Top of Provided text

- Born: 1941 or 1942 Morocco
- Died: 3 January 2026 (aged 83–84) Morocco
- Education: University of Montpellier
- Occupations: Physician, politician, human rights activist
- Political party: Party of Progress and Socialism

= Hennou Allali =

Moroccan physician, politician and activist

Hennou Allali (هنو العلالي; 1941/1942 – 3 January 2026) was a Moroccan physician, politician, and human rights activist.

== Biography ==
Allali was born in the 1940s in a village of the Zayanes, in the heart of the Middle Atlas, a few kilometers from the town of Oulmès, she grew up in a modest Moroccan family living by transhumance, agriculture and livestock farming. She obtained her baccalaureate in Rabat in 1961. She pursued her medical studies in France at the University of Montpellier, where she earned her medical degree in gynecology and obstetrics in 1971.

Bottom of Provided text
Top of Dataset records

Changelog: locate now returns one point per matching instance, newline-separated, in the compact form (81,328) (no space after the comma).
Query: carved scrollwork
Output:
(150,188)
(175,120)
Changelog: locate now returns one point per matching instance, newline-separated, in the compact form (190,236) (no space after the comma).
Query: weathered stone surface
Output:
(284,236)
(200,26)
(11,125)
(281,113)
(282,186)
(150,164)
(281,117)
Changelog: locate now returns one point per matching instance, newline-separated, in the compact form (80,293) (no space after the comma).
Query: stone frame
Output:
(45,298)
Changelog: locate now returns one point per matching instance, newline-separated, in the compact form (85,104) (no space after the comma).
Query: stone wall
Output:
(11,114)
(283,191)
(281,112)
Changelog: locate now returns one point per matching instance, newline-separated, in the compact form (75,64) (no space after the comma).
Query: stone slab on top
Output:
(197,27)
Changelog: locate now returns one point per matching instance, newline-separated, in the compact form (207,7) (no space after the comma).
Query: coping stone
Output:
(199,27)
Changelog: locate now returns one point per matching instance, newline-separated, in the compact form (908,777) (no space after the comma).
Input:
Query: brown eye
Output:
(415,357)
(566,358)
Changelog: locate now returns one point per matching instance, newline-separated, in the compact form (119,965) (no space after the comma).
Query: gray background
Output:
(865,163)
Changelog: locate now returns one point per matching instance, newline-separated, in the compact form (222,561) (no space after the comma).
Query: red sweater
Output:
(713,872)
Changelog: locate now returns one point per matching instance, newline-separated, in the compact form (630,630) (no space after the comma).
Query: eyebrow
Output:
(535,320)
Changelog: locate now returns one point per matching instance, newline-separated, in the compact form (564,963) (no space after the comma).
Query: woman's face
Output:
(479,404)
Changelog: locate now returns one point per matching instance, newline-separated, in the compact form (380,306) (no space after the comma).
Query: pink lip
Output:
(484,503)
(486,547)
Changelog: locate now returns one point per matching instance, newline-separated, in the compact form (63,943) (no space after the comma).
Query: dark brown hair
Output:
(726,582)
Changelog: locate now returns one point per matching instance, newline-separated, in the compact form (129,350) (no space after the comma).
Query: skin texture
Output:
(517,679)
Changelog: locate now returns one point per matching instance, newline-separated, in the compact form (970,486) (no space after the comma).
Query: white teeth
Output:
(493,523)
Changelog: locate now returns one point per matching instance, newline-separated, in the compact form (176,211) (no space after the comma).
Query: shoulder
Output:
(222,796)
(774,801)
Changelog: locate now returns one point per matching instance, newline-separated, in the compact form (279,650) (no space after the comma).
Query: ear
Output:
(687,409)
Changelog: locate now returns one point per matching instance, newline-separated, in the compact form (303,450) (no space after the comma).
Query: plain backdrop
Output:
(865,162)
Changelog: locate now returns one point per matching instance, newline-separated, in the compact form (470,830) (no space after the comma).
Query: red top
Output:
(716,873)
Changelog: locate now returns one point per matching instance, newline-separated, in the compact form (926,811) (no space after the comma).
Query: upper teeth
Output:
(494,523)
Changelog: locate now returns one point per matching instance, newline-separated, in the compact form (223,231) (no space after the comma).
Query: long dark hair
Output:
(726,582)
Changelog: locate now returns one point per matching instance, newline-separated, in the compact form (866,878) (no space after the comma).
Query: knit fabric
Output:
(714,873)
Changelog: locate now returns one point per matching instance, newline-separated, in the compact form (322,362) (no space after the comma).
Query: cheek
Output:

Bottom of Dataset records

▶ Using the information
(A) Decide whether each statement agrees with the Hennou Allali biography. Answer yes or no for each, and quote the words from the text that settle it.
(i) Allali obtained her baccalaureate in Rabat in 1961.
(ii) Allali grew up in a wealthy family in the town of Oulmès.
(iii) Allali's medical degree was in gynecology and obstetrics.
(B) According to the Hennou Allali biography, which political party did Allali belong to?
(C) Continue the Hennou Allali biography from its final sentence.

▶ Exercise responses
(A)
(i) Yes: "She obtained her baccalaureate in Rabat in 1961."
(ii) No: "a few kilometers from the town of Oulmès, she grew up in a modest Moroccan family living by transhumance, agriculture and livestock farming."
(iii) Yes: "where she earned her medical degree in gynecology and obstetrics in 1971."

(B) The Party of Progress and Socialism.

(C)
She was one of the first women to join the cells of the Moroccan Communist Party in 1962, then the Party of Liberation and Socialism, before continuing her struggle within the Party of Progress and Socialism.

In 2006, she founded the Illy Association, which began to implement its initiatives in favor of the Oulmès region in 2010. This association was created so that girls in rural areas have easy access to school and education.

She contributed to the development of the national strategy to combat AIDS and was also a member of the National Human Rights Council (CNDH) from 2011 to 2016.

Hennou Allali died on 3 January 2026, at the age of 84.